Reading text:
::::
Article originally posted on InfoQ. Visit InfoQ

In a recent report, Israeli cybersecurity company Check Point warned that cybercriminals are already using ChatGPT to develop malicious programs on the Dark Web. According to Check Point, ChatGPT makes it possible for even unskilled threat actors to create functioning malware.

CPR’s analysis of several major underground hacking communities shows that there are already first instances of cybercriminals using OpenAI to develop malicious tools. As we suspected, some of the cases clearly showed that many cybercriminals using OpenAI have no development skills at all.

Check Point researchers found indeed at least three distinct such cases, ranging from exfiltrating scripts to ransomware-enabling encryption tools and including a marketplace to support fraudulent schemes.
::::
Extracted records:

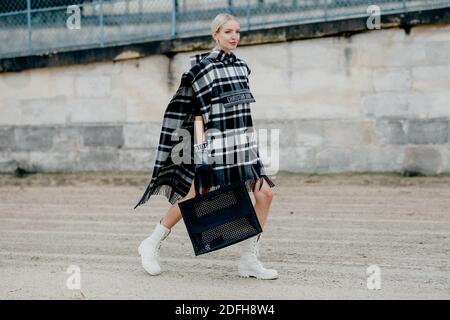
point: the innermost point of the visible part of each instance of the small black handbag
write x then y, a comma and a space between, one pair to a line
219, 218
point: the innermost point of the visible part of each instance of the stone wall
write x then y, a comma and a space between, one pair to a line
372, 102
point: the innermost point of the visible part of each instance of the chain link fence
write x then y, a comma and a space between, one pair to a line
39, 26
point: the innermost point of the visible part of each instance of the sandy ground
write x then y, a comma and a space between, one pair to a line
322, 234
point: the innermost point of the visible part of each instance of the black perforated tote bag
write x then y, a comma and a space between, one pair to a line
219, 218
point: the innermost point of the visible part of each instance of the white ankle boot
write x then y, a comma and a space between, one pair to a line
250, 266
149, 249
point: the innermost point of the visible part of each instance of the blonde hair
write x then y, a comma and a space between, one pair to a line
::::
List of tasks:
• A. According to the ChatGPT malware article, how many distinct cases did Check Point researchers find?
• B. Rename "OpenAI" to "OpenAI's chatbot" in the ChatGPT malware article, and give the passage from "In a recent" up to and including "support fraudulent schemes.".
• C. Write what comes next in the ChatGPT malware article, picking up after its last sentence.
The lines come from a separate source, not from the ChatGPT malware article.

Written answers:
• A. At least three.

• B.
In a recent report, Israeli cybersecurity company Check Point warned that cybercriminals are already using ChatGPT to develop malicious programs on the Dark Web. According to Check Point, ChatGPT makes it possible for even unskilled threat actors to create functioning malware.

CPR’s analysis of several major underground hacking communities shows that there are already first instances of cybercriminals using OpenAI's chatbot to develop malicious tools. As we suspected, some of the cases clearly showed that many cybercriminals using OpenAI's chatbot have no development skills at all.

Check Point researchers found indeed at least three distinct such cases, ranging from exfiltrating scripts to ransomware-enabling encryption tools and including a marketplace to support fraudulent schemes.

• C.
In the first case, a seemingly skilled threat-actor leveraged ChatGPT capacity to translate from one language into another to recreate malware strains known from research publications. The key to get a functioning malicious script is to specify exactly what the program should do using pseudo-code, they noted. They shared a Python script able to search for a number of known file types, zip them, and send the zip over the Internet. In addition, they showed a Java program able to download PuTTY, a popular telnet/SSH client for Windows, and run it on the system.

Another threat-actor created a Python program to encrypt and decrypt files. While the script was just a collection of function, Check Point researchers noted it could be easily transformed into a tool for ransomware. In this case, the threat-actor stated it was their first attempt at writing a script.

In a third case, ChatGPT was used to create a marketplace to enable fraudulent activity, such as trading illegal or stolen goods, including accounts or credit cards and so on, using cryptocurrencies for transaction payments.

To illustrate how to use ChatGPT for these purposes, the cybercriminal published a piece of code that uses third-party API to get up-to-date cryptocurrency (Monero, Bitcoin and Etherium) prices as part of the Dark Web market payment system.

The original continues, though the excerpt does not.